Required tasks
a – From the lookup timing comparison, return the passage starting with "## Analysis" and going on through "dividing the results.", copied character for character.
b – Answer these questions from the lookup timing comparison:
(i) Which module is used to generate the random IDs?
(ii) What file name is passed to Inventory?
(iii) How many IDs does the list comprehension create?

Reading passage
>> begin
To compare the perfromance of the two methods. The idea is to generate random IDS using the *random* module. Then, use both methods to lookup these same IDs. We will use the *time* module to measure the executuion time of each lookup and for each method, add all times togther. 

In [8]:
import time # step 1 
import random # step 2
ids = [str(random.randint(1000000, 9999999))  for _ in range (10000 )] # Step 3 list comprehension example
inventory = Inventory('laptops.csv') # step 4 
total_time_no_dict = 0  # step 5 
for identifier in ids: 
    start = time.time() # Step 6 
    inventory.get_laptop_from_id(identifier)
    end = time.time() 
    total_time_no_dict += end - start 
total_time_dict = 0  # Step 7 
for identifier in ids:
    start = time.time() # Step 8 
    inventory.get_laptop_from_id_fast(identifier)
    end = time.time() 
    total_time_dict += end - start 
print(total_time_no_dict) # Step 9 
print(total_time_dict)
    



0.9470508098602295
0.0048444271087646484


## Analysis 

looking at the performance results above, we can see that there is a difference of 188.2 times in methods. This difference is calculated by dividing the results.
>> end
Record excerpts
>> begin
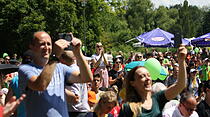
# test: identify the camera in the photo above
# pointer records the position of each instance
(67, 37)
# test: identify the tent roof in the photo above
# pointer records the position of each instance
(156, 37)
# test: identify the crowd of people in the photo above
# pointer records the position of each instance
(55, 82)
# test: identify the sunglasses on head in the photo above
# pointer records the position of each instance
(188, 109)
(117, 62)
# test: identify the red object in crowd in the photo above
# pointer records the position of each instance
(115, 111)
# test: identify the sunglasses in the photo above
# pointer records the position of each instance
(188, 109)
(96, 80)
(117, 62)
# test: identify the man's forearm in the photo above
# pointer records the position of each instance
(43, 80)
(182, 74)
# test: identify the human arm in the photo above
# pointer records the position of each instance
(84, 75)
(97, 63)
(40, 82)
(172, 91)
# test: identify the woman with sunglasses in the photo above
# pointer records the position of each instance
(186, 107)
(140, 102)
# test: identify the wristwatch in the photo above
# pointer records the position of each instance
(53, 58)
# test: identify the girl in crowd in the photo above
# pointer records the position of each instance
(107, 102)
(139, 98)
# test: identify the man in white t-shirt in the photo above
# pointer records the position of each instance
(186, 107)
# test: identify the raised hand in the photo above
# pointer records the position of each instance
(182, 52)
(59, 47)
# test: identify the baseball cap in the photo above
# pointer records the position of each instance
(92, 97)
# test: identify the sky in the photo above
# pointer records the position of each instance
(199, 3)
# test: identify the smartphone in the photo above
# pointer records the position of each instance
(67, 37)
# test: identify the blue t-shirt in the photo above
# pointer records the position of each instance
(48, 103)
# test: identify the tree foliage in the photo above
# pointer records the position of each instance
(112, 22)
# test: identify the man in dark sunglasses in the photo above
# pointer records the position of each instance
(186, 107)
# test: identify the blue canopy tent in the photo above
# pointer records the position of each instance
(186, 41)
(202, 41)
(156, 38)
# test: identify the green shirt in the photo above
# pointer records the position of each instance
(158, 102)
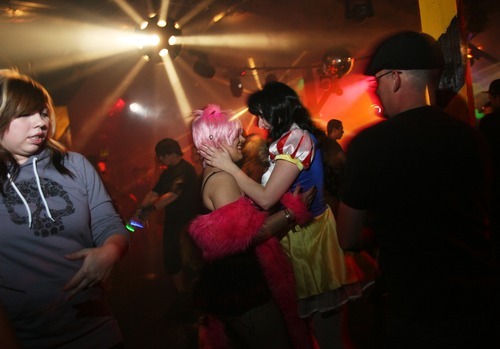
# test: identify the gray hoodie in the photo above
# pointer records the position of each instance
(43, 217)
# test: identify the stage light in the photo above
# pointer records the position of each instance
(203, 68)
(271, 78)
(337, 62)
(358, 9)
(236, 87)
(157, 39)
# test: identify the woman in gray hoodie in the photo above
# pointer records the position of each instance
(59, 236)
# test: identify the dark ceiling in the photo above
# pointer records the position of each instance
(295, 33)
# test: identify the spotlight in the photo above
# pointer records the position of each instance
(358, 9)
(236, 87)
(271, 78)
(159, 39)
(203, 68)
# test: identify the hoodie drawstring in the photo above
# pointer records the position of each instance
(22, 198)
(40, 191)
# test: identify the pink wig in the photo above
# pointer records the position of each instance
(213, 127)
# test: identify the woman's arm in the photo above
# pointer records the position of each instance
(8, 337)
(282, 178)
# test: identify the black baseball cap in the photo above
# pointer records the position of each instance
(406, 51)
(494, 87)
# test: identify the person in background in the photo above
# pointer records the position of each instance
(326, 277)
(334, 161)
(246, 283)
(60, 236)
(176, 193)
(489, 126)
(421, 176)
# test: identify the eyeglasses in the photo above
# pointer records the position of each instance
(387, 73)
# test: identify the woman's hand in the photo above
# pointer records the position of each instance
(98, 262)
(306, 197)
(220, 158)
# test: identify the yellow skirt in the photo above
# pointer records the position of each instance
(319, 264)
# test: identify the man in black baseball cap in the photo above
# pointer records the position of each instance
(406, 51)
(419, 177)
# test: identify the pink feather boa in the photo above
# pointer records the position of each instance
(231, 229)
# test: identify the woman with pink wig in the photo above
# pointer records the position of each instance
(246, 285)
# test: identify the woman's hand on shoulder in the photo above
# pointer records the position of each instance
(219, 158)
(222, 189)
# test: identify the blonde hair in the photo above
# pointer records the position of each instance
(21, 95)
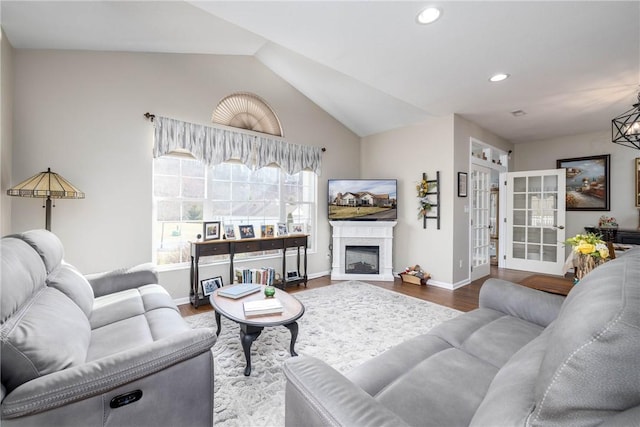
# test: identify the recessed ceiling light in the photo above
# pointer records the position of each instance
(498, 77)
(429, 15)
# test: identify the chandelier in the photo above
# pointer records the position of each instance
(625, 129)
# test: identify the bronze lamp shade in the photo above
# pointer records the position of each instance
(47, 185)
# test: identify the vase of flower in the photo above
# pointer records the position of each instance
(269, 291)
(589, 251)
(585, 263)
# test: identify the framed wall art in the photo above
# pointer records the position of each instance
(211, 230)
(588, 182)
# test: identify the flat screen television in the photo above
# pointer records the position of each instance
(362, 199)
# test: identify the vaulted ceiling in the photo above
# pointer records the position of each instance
(573, 66)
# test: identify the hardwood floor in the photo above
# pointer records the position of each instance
(463, 299)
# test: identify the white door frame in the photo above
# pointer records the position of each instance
(496, 160)
(535, 221)
(480, 185)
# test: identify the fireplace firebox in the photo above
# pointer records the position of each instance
(362, 259)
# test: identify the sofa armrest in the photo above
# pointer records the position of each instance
(519, 301)
(122, 279)
(101, 375)
(318, 395)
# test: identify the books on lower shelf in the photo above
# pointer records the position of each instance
(262, 276)
(239, 291)
(262, 307)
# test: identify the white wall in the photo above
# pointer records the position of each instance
(543, 155)
(6, 131)
(81, 113)
(405, 154)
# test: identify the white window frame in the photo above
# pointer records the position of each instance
(195, 226)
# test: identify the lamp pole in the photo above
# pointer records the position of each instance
(47, 214)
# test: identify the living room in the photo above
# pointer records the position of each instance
(78, 109)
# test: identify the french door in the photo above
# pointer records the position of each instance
(480, 226)
(535, 218)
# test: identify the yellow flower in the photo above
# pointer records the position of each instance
(586, 248)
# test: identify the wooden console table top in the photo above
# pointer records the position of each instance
(552, 284)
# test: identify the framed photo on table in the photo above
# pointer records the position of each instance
(246, 231)
(296, 228)
(588, 184)
(210, 285)
(267, 231)
(229, 232)
(211, 230)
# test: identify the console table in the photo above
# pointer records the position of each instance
(615, 235)
(233, 247)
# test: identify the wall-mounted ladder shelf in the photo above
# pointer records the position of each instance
(437, 203)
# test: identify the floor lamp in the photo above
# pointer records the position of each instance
(47, 185)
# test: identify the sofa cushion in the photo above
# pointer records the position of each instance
(47, 334)
(122, 305)
(443, 390)
(47, 245)
(68, 280)
(510, 397)
(590, 367)
(22, 273)
(131, 318)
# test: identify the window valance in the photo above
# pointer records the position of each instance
(214, 145)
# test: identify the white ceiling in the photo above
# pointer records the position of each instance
(573, 65)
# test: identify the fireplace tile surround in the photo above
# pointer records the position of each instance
(362, 233)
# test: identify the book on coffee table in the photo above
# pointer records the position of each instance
(262, 307)
(239, 291)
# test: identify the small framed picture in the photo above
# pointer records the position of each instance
(282, 229)
(267, 231)
(462, 184)
(246, 231)
(210, 285)
(296, 228)
(211, 230)
(229, 232)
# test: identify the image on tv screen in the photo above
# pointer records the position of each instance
(362, 199)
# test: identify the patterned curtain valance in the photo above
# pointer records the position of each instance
(214, 145)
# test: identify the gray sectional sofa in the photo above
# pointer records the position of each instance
(524, 358)
(105, 350)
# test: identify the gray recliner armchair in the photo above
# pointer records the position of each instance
(104, 350)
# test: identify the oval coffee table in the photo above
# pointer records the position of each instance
(251, 327)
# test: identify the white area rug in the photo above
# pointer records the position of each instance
(344, 325)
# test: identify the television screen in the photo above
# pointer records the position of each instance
(362, 199)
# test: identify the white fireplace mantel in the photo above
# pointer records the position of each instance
(363, 233)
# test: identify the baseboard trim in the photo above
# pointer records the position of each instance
(449, 286)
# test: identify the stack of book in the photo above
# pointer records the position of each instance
(262, 276)
(238, 291)
(262, 307)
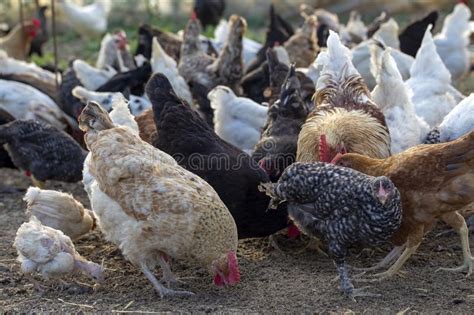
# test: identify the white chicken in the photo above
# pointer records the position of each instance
(250, 47)
(161, 62)
(237, 120)
(457, 123)
(114, 52)
(429, 86)
(162, 211)
(90, 20)
(386, 35)
(25, 102)
(453, 41)
(90, 77)
(405, 127)
(137, 104)
(10, 65)
(51, 253)
(59, 211)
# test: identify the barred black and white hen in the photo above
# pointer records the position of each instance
(341, 206)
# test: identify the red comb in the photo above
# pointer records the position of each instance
(36, 23)
(323, 149)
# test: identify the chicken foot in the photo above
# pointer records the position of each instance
(457, 222)
(347, 286)
(161, 289)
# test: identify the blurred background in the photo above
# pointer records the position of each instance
(171, 15)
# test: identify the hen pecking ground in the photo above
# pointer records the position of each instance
(296, 281)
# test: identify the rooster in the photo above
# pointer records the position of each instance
(50, 252)
(59, 211)
(90, 20)
(165, 211)
(435, 181)
(345, 118)
(17, 43)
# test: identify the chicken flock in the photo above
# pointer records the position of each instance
(352, 134)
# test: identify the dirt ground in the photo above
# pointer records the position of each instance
(297, 281)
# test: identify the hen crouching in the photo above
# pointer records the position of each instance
(342, 206)
(166, 211)
(50, 252)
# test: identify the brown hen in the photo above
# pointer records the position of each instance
(435, 181)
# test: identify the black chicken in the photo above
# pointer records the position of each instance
(412, 36)
(209, 12)
(132, 81)
(5, 160)
(342, 206)
(43, 151)
(263, 84)
(277, 148)
(278, 32)
(170, 42)
(69, 104)
(232, 173)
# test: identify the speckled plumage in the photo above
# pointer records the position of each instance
(338, 205)
(43, 150)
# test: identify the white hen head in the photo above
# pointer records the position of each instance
(160, 59)
(335, 62)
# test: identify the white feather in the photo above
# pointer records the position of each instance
(237, 120)
(390, 94)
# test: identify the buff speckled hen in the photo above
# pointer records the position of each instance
(59, 211)
(165, 211)
(435, 181)
(50, 252)
(345, 118)
(341, 206)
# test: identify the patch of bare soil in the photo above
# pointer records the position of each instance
(295, 281)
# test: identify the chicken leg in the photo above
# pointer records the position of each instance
(414, 241)
(168, 275)
(394, 254)
(346, 284)
(457, 222)
(162, 290)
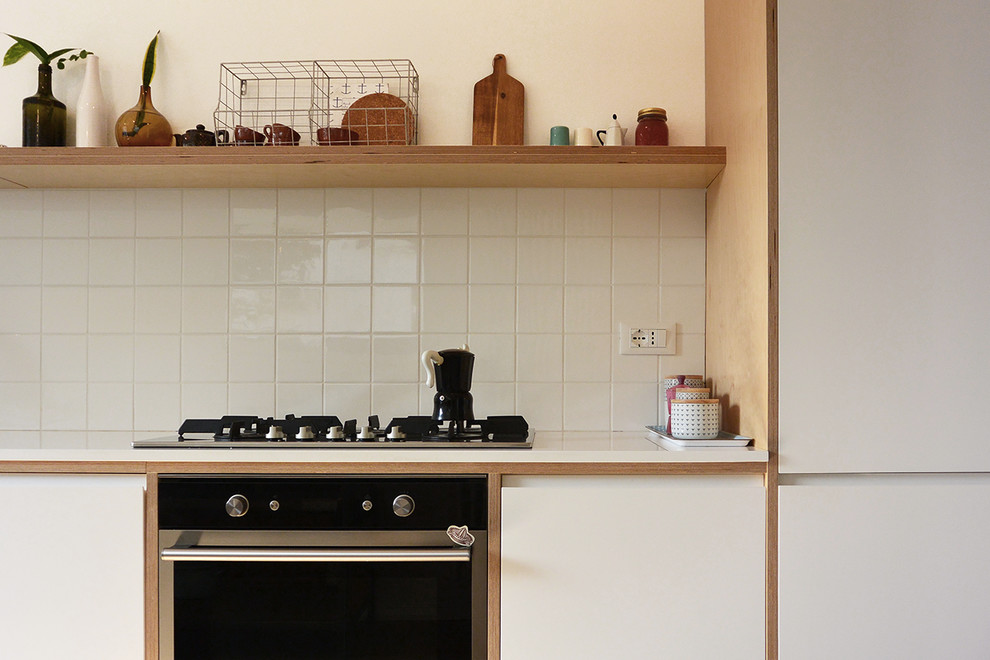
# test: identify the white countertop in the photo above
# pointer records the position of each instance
(548, 447)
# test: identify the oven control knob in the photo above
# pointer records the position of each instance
(237, 506)
(403, 505)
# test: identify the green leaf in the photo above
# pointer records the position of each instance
(14, 54)
(149, 61)
(30, 47)
(61, 51)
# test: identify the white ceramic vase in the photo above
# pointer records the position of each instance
(91, 114)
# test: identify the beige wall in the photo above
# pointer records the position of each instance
(579, 62)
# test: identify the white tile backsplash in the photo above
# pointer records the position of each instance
(444, 211)
(396, 211)
(135, 309)
(66, 213)
(348, 211)
(301, 212)
(492, 211)
(65, 262)
(64, 308)
(252, 212)
(63, 358)
(21, 213)
(112, 213)
(207, 212)
(159, 213)
(20, 261)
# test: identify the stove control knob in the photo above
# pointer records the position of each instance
(403, 505)
(237, 506)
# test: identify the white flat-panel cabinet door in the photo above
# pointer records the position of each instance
(633, 567)
(884, 239)
(72, 567)
(885, 567)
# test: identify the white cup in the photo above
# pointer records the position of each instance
(584, 137)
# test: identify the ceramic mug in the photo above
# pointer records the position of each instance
(280, 134)
(335, 135)
(584, 137)
(245, 136)
(560, 136)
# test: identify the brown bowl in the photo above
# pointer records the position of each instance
(335, 135)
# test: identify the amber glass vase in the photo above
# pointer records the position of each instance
(44, 115)
(142, 125)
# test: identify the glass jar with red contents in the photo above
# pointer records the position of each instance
(652, 127)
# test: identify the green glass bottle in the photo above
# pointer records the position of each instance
(44, 115)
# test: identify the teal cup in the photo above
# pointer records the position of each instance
(560, 136)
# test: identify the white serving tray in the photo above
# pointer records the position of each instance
(659, 435)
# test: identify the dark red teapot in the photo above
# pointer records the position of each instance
(200, 137)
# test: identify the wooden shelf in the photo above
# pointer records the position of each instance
(360, 167)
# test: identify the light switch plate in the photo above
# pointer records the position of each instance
(651, 338)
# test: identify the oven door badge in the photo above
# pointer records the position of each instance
(460, 535)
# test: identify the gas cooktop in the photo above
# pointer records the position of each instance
(328, 432)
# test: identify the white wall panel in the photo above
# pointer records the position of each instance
(884, 284)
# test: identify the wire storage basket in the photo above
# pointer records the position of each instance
(373, 102)
(325, 102)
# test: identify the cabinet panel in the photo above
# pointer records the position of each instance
(652, 567)
(885, 567)
(72, 567)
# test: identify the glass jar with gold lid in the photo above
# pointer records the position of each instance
(651, 128)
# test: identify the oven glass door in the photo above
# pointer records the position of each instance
(295, 606)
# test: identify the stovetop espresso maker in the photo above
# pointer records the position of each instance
(450, 370)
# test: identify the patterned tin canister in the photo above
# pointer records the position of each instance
(693, 393)
(694, 419)
(669, 381)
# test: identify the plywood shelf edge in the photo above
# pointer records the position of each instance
(334, 167)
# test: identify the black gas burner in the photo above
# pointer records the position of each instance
(311, 431)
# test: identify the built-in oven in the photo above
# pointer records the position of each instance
(348, 568)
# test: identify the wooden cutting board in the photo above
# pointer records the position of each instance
(498, 107)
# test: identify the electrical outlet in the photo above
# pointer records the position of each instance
(647, 339)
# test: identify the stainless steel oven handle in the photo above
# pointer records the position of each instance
(226, 553)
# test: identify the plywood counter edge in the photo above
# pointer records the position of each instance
(450, 154)
(383, 467)
(328, 167)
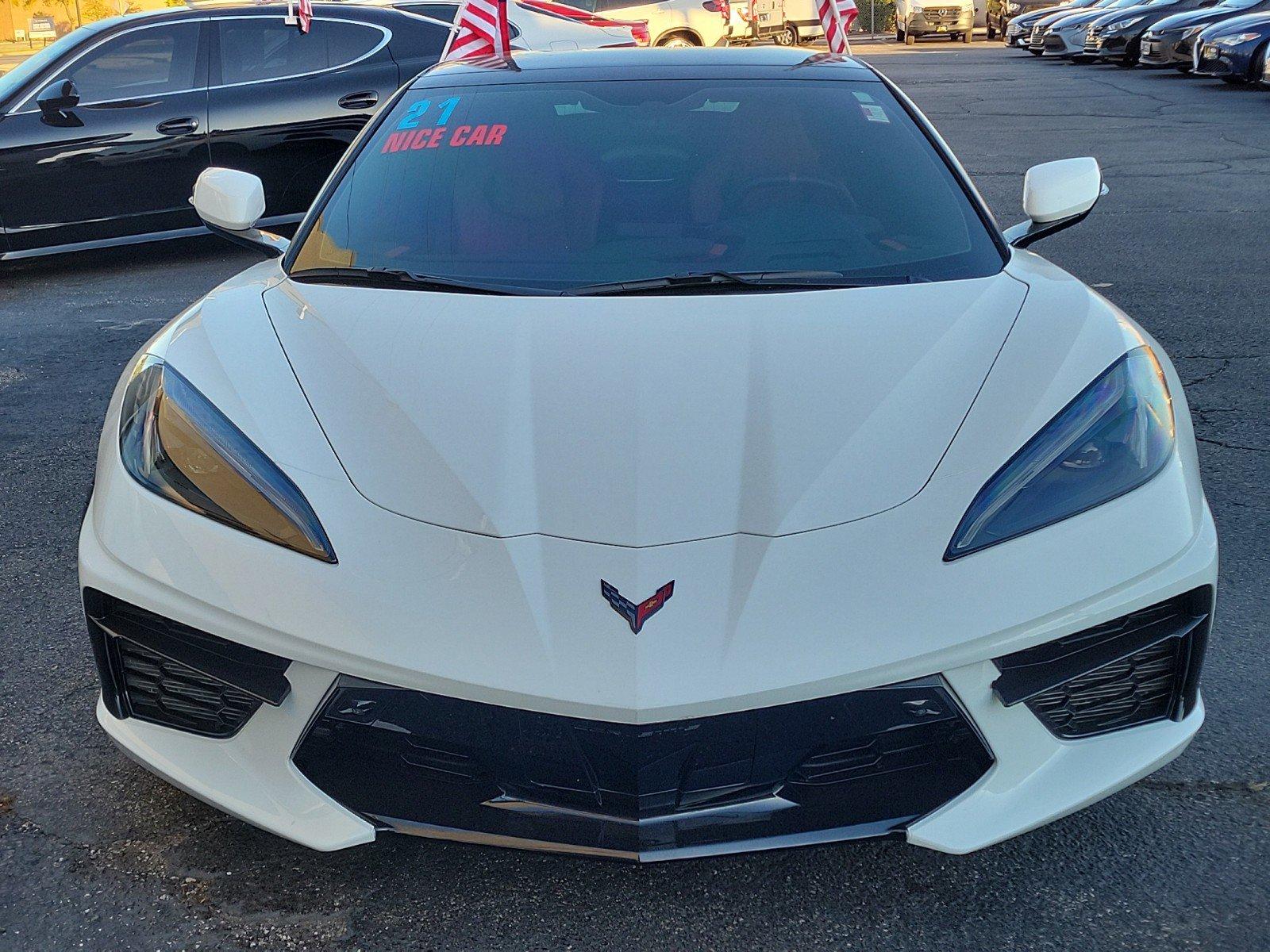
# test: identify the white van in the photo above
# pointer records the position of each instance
>> end
Solutions to the tasks
a –
## Analysis 

looking at the performance results above, we can see that there is a difference of 188.2 times in methods. This difference is calculated by dividing the results.

b –
(i) The random module
(ii) laptops.csv
(iii) 10000